[GIVEN DATA — start]
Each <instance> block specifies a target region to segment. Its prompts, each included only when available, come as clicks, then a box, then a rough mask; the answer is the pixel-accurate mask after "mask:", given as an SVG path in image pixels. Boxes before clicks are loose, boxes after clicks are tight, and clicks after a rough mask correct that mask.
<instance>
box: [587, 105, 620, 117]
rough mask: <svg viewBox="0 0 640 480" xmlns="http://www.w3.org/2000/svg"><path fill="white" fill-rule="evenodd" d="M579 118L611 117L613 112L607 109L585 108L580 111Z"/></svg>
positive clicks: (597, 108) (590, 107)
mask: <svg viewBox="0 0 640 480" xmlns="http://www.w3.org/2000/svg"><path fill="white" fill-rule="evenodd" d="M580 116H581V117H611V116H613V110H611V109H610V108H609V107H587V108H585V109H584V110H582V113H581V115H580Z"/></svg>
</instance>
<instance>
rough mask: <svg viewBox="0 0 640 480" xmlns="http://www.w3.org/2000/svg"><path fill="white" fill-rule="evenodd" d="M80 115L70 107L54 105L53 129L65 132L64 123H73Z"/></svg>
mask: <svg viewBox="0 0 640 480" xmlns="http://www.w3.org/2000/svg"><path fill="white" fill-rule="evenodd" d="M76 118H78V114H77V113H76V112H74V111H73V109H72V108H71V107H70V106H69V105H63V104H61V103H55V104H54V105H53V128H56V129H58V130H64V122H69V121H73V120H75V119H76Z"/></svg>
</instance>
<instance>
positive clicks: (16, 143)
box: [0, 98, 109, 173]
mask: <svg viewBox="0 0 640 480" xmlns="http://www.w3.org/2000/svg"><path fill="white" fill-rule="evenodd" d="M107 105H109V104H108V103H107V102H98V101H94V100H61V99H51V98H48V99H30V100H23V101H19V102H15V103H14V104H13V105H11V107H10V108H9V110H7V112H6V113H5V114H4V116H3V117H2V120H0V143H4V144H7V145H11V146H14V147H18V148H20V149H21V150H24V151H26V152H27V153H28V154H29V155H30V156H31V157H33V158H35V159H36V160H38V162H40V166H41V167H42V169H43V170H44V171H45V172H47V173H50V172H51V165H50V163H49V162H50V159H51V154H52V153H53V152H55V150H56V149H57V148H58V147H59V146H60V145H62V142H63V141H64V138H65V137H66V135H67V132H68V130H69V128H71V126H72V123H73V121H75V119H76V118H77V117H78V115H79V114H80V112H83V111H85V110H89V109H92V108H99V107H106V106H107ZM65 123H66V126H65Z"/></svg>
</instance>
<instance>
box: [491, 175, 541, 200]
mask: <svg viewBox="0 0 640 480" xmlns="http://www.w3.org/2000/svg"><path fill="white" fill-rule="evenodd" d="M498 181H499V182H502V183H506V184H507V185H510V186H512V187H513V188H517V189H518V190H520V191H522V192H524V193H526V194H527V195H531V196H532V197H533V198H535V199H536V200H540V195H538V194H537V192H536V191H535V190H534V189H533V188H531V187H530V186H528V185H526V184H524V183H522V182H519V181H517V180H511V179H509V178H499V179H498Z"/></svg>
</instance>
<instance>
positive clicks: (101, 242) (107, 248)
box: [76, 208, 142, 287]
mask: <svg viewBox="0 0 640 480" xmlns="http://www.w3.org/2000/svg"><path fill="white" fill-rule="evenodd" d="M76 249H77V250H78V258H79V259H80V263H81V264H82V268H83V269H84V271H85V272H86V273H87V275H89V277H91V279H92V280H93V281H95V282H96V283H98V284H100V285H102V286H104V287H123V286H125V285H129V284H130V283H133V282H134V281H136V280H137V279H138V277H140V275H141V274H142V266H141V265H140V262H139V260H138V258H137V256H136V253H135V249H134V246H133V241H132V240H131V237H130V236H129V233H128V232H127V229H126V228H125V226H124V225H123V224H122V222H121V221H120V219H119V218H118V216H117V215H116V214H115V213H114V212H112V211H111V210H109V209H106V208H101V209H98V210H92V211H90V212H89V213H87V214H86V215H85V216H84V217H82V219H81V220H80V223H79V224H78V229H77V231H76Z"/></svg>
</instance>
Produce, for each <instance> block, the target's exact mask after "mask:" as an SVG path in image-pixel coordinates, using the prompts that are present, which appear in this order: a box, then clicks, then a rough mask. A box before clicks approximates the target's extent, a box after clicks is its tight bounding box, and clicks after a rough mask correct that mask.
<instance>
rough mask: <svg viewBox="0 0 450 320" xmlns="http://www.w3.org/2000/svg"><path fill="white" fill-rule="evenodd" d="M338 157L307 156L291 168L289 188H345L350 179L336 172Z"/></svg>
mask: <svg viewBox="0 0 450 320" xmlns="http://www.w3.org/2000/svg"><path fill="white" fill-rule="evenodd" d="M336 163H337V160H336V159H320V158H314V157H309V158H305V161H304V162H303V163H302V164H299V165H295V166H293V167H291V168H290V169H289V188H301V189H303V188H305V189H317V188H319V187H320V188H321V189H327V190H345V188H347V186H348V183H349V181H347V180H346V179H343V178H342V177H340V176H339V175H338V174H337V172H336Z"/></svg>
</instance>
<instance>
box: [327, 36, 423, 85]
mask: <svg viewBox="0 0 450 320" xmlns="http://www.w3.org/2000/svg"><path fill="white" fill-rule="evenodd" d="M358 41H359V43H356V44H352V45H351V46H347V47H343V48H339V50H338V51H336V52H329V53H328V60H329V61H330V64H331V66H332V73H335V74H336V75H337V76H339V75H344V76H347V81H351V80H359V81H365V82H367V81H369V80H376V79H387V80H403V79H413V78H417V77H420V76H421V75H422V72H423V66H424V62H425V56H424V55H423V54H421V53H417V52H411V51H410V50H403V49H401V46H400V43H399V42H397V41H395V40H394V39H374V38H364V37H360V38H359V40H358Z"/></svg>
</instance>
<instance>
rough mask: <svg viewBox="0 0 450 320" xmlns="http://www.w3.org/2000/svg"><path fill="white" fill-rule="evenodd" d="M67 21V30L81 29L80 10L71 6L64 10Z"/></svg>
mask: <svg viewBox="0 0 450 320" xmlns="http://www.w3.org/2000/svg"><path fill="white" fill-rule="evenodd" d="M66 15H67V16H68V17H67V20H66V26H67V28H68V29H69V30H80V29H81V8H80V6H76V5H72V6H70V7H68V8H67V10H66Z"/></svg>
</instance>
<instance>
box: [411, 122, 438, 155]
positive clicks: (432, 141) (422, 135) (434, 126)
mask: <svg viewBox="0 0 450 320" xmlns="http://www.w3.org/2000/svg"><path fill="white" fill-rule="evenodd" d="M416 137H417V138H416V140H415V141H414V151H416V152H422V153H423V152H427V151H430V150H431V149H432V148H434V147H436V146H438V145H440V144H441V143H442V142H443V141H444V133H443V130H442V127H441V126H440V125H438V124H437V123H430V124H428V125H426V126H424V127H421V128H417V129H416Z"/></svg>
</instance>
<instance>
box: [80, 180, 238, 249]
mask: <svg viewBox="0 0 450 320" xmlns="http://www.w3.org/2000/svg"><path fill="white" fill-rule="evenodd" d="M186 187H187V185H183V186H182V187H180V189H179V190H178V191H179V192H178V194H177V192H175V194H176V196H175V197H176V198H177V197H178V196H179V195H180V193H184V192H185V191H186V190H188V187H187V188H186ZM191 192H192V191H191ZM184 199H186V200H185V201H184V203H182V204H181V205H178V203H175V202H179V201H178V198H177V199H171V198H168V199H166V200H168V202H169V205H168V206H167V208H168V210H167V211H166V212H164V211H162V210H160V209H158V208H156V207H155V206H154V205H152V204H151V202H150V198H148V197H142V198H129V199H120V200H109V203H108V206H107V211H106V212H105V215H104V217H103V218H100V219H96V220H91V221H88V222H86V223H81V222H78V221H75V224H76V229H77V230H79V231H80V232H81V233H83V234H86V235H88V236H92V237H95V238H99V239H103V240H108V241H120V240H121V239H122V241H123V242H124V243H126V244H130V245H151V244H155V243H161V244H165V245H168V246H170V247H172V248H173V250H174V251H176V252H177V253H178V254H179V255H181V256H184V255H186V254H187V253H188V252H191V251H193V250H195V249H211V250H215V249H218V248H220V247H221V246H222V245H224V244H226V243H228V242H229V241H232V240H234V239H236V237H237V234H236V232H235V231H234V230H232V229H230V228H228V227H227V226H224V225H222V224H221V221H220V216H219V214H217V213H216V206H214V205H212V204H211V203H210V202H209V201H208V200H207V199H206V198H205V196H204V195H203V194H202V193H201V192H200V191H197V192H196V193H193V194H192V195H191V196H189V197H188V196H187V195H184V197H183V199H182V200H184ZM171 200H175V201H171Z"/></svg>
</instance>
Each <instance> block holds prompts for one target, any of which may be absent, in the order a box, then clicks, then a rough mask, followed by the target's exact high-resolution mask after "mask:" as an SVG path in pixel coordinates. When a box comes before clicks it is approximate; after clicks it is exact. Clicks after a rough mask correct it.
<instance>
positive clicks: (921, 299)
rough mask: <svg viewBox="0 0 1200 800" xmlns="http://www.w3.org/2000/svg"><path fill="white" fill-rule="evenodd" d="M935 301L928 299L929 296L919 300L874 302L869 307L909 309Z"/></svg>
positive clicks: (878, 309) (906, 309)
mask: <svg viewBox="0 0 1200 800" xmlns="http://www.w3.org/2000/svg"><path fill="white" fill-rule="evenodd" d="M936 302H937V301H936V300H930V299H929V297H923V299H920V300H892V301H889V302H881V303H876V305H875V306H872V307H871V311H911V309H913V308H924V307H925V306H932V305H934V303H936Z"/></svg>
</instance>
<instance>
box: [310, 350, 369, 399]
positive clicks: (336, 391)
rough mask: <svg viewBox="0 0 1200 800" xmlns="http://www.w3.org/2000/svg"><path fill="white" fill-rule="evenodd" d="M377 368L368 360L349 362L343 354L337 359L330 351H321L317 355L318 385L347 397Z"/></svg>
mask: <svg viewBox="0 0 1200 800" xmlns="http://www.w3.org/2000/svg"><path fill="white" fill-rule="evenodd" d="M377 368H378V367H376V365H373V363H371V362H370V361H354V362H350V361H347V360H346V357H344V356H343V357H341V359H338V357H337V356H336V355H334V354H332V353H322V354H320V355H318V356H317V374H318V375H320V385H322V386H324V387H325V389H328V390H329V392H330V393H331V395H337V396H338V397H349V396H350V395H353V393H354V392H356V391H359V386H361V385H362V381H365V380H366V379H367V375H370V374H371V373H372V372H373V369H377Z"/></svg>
[GIVEN DATA — finish]
# PROBLEM TO WORK ON:
Extract every line above that contains the string "coordinates", matching case exactly.

# RESULT OF THE EXERCISE:
Produce, for each <instance> block, the target's exact mask after "mask:" as an SVG path in image-pixel coordinates, using the prompts that are present, which appear in this order: a box, then clicks, then a rough mask. A box before clicks approximates the target's extent, a box after clicks is its tight bounding box, and clicks after a rough mask correct that mask.
Each <instance> block holds prompts for one target, any of which may be absent, in the order a box, then clicks, then a rough mask, followed by the target's exact high-resolution mask after "mask:" as an SVG path in pixel coordinates. When a box comes before clicks it is approximate; after clicks it is exact. Clicks after a rough mask correct it.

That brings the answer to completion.